Document extract —
────────────────────

Taking Stock: Government might consider taxing retirement accounts

Malcolm Berko: There is a 30 percent chance that American's retirement accounts could be subject to new federal taxes.
BY Malcolm Berko Published: September 8, 2013

Dear Mr. Berko: Our old family doctor is a friend of ours and a really smart guy. He tells us that the Federal Reserve can't afford to continue buying government bonds, buying mortgage bonds and injecting $85 billion a month into our banking system. He says that the Federal Reserve System is going broke, and he thinks it will happen soon. He also told us that there is a good possibility that the Obama administration will begin to tax pension plans to generate a new source of revenue for federal programs. He's very serious about this. I told him I'd write to you for your opinion, and he said you would agree.

HD, Oklahoma City

Dear HD: Most docs should stick to medicine, but your friend seems to know what he's talking about! The U.S. has about $17.5 trillion of debt. Congress must borrow money to pay the interest on the money that it has already borrowed, and we're still posting budgets with trillion-dollar deficits. Borrowing this money hasn't been a problem in the past, because sovereign nations such as China, Saudi Arabia and Japan stepped up to our debt plates. But not anymore!

────────────────────

Material shown —
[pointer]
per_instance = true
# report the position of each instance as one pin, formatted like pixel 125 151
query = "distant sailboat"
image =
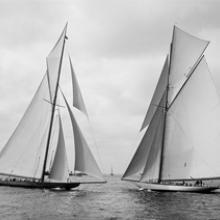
pixel 35 156
pixel 181 145
pixel 111 173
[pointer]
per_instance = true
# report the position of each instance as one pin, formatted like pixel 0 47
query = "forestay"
pixel 54 62
pixel 185 51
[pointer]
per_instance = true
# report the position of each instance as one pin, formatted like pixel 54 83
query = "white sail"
pixel 158 93
pixel 84 160
pixel 146 161
pixel 23 154
pixel 59 169
pixel 77 95
pixel 54 62
pixel 186 50
pixel 193 130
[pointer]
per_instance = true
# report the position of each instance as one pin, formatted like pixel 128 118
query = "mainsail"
pixel 182 141
pixel 37 148
pixel 23 154
pixel 193 129
pixel 146 161
pixel 59 169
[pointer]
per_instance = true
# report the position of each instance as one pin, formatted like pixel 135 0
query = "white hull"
pixel 177 188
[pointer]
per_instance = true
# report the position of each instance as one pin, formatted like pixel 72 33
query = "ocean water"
pixel 114 200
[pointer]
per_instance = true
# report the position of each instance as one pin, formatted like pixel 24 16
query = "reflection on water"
pixel 114 200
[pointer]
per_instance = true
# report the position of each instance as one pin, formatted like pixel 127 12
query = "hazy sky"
pixel 117 47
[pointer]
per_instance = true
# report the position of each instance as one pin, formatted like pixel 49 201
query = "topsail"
pixel 183 134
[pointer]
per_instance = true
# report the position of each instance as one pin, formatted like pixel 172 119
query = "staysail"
pixel 84 160
pixel 182 142
pixel 146 161
pixel 77 95
pixel 192 139
pixel 158 94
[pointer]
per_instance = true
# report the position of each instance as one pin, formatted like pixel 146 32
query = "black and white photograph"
pixel 110 109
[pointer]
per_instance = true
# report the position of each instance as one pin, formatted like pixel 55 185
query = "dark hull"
pixel 178 188
pixel 38 185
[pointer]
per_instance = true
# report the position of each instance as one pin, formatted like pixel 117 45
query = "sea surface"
pixel 114 200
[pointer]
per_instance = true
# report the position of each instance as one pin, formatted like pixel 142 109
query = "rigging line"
pixel 165 111
pixel 53 106
pixel 189 74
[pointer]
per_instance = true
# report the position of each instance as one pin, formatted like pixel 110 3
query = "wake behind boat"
pixel 38 155
pixel 180 149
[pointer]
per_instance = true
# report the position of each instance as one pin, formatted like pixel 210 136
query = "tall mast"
pixel 165 112
pixel 53 108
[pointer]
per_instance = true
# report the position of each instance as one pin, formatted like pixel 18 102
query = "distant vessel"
pixel 181 145
pixel 111 173
pixel 35 156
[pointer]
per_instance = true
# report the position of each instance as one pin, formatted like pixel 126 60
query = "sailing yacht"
pixel 180 147
pixel 37 154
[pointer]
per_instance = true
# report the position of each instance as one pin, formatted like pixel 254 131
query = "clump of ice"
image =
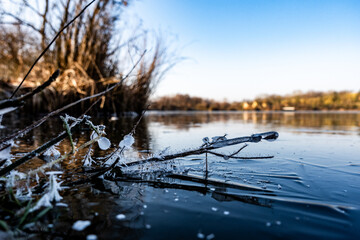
pixel 52 193
pixel 200 235
pixel 52 151
pixel 5 154
pixel 88 159
pixel 104 143
pixel 91 237
pixel 81 225
pixel 12 177
pixel 127 142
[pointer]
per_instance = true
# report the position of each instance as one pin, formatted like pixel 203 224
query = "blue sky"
pixel 239 50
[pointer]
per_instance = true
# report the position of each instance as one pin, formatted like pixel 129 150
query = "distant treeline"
pixel 344 100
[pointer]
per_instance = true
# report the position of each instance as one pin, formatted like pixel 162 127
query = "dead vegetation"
pixel 91 52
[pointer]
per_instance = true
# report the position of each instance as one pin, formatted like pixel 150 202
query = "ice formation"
pixel 52 193
pixel 81 225
pixel 104 143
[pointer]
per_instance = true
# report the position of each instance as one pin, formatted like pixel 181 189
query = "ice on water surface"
pixel 52 193
pixel 80 225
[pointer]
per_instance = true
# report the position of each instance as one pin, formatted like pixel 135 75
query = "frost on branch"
pixel 52 193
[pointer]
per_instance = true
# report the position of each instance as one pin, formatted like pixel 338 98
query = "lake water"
pixel 309 189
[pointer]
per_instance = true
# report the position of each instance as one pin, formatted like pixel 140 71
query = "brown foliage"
pixel 87 53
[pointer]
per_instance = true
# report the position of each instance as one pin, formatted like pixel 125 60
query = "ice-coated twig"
pixel 32 154
pixel 52 193
pixel 67 129
pixel 206 148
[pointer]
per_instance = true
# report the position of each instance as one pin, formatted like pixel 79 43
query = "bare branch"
pixel 52 41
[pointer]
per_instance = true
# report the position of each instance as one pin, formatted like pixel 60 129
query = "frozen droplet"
pixel 127 142
pixel 210 236
pixel 200 235
pixel 104 143
pixel 91 237
pixel 81 225
pixel 120 216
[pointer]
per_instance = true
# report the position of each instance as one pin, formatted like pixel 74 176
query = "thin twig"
pixel 48 46
pixel 18 101
pixel 53 113
pixel 203 149
pixel 39 150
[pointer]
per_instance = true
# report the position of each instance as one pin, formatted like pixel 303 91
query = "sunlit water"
pixel 309 189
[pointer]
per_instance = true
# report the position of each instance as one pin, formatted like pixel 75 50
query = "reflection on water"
pixel 308 190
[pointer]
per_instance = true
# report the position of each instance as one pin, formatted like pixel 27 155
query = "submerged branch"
pixel 204 149
pixel 40 149
pixel 48 46
pixel 53 113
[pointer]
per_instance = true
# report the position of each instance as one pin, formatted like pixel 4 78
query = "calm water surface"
pixel 309 189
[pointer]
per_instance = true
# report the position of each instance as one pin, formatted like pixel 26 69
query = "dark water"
pixel 310 189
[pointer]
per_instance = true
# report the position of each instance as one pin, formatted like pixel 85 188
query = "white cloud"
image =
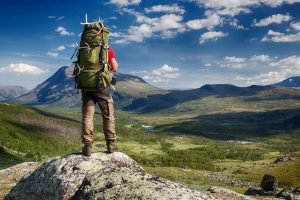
pixel 261 58
pixel 281 69
pixel 123 3
pixel 166 8
pixel 235 7
pixel 211 36
pixel 209 23
pixel 289 62
pixel 60 18
pixel 52 54
pixel 295 26
pixel 274 19
pixel 234 62
pixel 276 3
pixel 281 37
pixel 60 48
pixel 262 79
pixel 235 23
pixel 163 74
pixel 167 26
pixel 23 68
pixel 207 65
pixel 63 31
pixel 72 45
pixel 136 34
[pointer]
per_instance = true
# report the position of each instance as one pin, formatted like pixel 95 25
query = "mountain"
pixel 292 82
pixel 59 90
pixel 11 92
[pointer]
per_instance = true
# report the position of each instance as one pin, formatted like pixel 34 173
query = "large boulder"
pixel 101 176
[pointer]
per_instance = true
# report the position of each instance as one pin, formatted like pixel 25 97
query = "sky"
pixel 179 44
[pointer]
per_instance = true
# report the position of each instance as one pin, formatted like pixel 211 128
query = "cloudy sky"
pixel 171 44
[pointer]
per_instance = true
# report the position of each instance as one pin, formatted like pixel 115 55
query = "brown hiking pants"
pixel 104 99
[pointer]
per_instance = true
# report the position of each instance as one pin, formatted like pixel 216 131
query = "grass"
pixel 36 135
pixel 188 140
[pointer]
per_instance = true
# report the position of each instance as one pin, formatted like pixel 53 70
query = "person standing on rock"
pixel 95 62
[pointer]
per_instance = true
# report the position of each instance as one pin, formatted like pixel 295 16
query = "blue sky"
pixel 171 44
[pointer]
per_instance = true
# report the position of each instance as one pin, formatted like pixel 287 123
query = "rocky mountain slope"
pixel 11 92
pixel 103 176
pixel 59 90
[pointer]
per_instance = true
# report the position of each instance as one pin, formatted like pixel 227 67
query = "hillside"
pixel 292 82
pixel 31 134
pixel 58 90
pixel 11 92
pixel 191 100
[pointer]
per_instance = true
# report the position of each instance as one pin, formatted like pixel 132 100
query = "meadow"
pixel 221 146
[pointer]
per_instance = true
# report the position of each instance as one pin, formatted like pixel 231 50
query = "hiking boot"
pixel 111 146
pixel 87 149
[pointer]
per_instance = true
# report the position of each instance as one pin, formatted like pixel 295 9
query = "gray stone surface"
pixel 101 176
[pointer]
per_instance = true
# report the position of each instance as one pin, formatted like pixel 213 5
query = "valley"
pixel 216 135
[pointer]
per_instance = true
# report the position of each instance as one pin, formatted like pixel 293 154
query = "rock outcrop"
pixel 101 176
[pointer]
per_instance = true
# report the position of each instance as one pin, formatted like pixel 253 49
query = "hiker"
pixel 103 97
pixel 95 61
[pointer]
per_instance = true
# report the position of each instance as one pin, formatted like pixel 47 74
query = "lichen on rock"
pixel 100 176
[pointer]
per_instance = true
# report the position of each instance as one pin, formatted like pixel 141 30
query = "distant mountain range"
pixel 292 82
pixel 133 93
pixel 11 92
pixel 59 90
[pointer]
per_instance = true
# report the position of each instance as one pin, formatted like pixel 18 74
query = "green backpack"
pixel 91 68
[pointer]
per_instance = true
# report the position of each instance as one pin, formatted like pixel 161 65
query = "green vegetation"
pixel 35 135
pixel 237 136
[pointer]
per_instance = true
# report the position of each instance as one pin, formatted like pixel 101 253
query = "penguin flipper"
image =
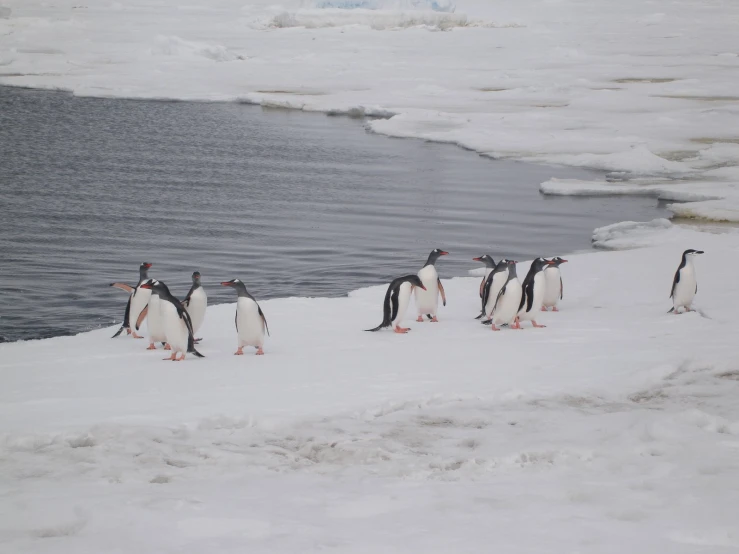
pixel 264 320
pixel 142 317
pixel 123 286
pixel 441 290
pixel 675 281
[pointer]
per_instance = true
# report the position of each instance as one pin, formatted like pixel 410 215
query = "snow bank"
pixel 617 414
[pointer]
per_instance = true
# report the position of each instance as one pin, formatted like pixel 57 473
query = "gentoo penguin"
pixel 493 284
pixel 154 320
pixel 685 284
pixel 396 302
pixel 554 287
pixel 427 298
pixel 489 266
pixel 195 303
pixel 127 319
pixel 175 321
pixel 508 300
pixel 250 320
pixel 534 287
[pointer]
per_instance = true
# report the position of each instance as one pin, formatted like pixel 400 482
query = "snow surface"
pixel 643 89
pixel 614 429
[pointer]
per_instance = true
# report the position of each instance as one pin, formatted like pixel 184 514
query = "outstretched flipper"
pixel 123 286
pixel 443 294
pixel 142 317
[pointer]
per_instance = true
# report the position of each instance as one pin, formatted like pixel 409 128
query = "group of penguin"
pixel 173 323
pixel 505 301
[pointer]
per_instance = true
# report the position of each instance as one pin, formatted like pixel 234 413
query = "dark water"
pixel 294 204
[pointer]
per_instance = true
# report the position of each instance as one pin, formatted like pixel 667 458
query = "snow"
pixel 614 428
pixel 644 90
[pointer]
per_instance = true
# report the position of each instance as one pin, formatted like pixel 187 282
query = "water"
pixel 294 204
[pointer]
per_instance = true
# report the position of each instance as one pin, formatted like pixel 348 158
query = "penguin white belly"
pixel 175 329
pixel 508 304
pixel 196 308
pixel 139 301
pixel 249 323
pixel 499 279
pixel 685 289
pixel 404 298
pixel 427 301
pixel 539 288
pixel 154 320
pixel 552 278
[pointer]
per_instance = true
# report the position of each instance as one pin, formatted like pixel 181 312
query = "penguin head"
pixel 415 281
pixel 487 260
pixel 540 263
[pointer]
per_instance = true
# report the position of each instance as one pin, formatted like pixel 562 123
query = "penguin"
pixel 250 321
pixel 489 266
pixel 143 276
pixel 684 284
pixel 493 283
pixel 554 287
pixel 154 321
pixel 508 300
pixel 427 298
pixel 534 287
pixel 195 303
pixel 175 321
pixel 396 302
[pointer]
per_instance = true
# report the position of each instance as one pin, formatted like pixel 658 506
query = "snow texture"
pixel 645 91
pixel 615 428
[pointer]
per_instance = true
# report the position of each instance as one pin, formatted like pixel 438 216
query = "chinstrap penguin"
pixel 508 300
pixel 396 302
pixel 427 298
pixel 685 283
pixel 250 321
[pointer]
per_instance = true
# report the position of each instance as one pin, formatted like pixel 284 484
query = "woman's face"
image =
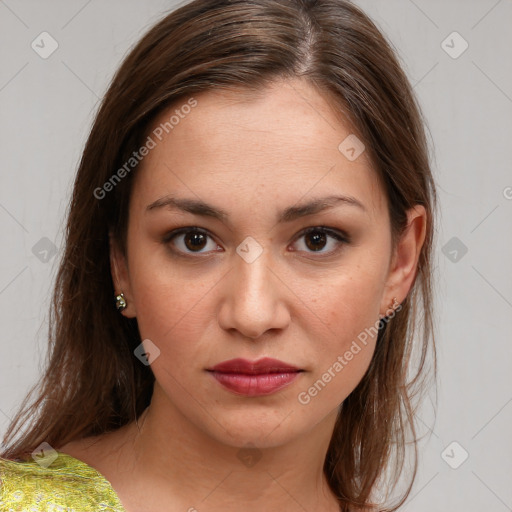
pixel 241 278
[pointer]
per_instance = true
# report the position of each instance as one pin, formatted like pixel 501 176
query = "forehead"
pixel 283 140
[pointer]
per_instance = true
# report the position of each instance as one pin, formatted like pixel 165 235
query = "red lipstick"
pixel 254 378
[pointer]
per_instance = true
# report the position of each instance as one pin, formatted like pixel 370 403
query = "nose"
pixel 254 298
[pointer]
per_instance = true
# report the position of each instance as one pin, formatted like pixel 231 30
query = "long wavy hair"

────────────────────

Action item A — According to the column on taxing retirement accounts, about how much debt does the U.S. have?
Action item B — Pick up the column on taxing retirement accounts after its last sentence and keep writing it.
You won't need the records here.

Answer section A — About $17.5 trillion.

Answer section B —
Funds such as Pimco, Vanguard and Fidelity were dependable for a few hundred billion a year, while Wells Fargo, Bank of America and J.P. Morgan were also good for a few hundred billion a year. Now they've become satiated with unattractive low rates.

Frankly, the only reason the U.S. government is still functioning is that Congress was able to direct the Federal Reserve to purchase between 75 and 90 percent of the government's newly issued Treasury bonds. But the problem with this solution, in addition to stabbing Paul to step on Peter, is that the Fed is really going broke. And the doc may be as right as a trivet.

But hold your horses, because a knight on a white horse is racing to the rescue, and her name is Alicia Munnell, a woman with whom I tangled over tax policy 18 years ago.

The Obama administration is depending on Alicia, an economist at Boston College with whom Barack Obama has become close in the past five years.

I first crossed swords with Alicia when she was an assistant secretary of the treasury in the Bill Clinton years and a bud of Hillary Clinton's. Alicia became a public figure when she proposed her solution, an annual tax on all retirement assets, to finance Hillary Clinton's failed universal health care plan in 1994. The administration and Congress are looking once again at one of America's greatest and last non-taxed asset, known as the retirement plan.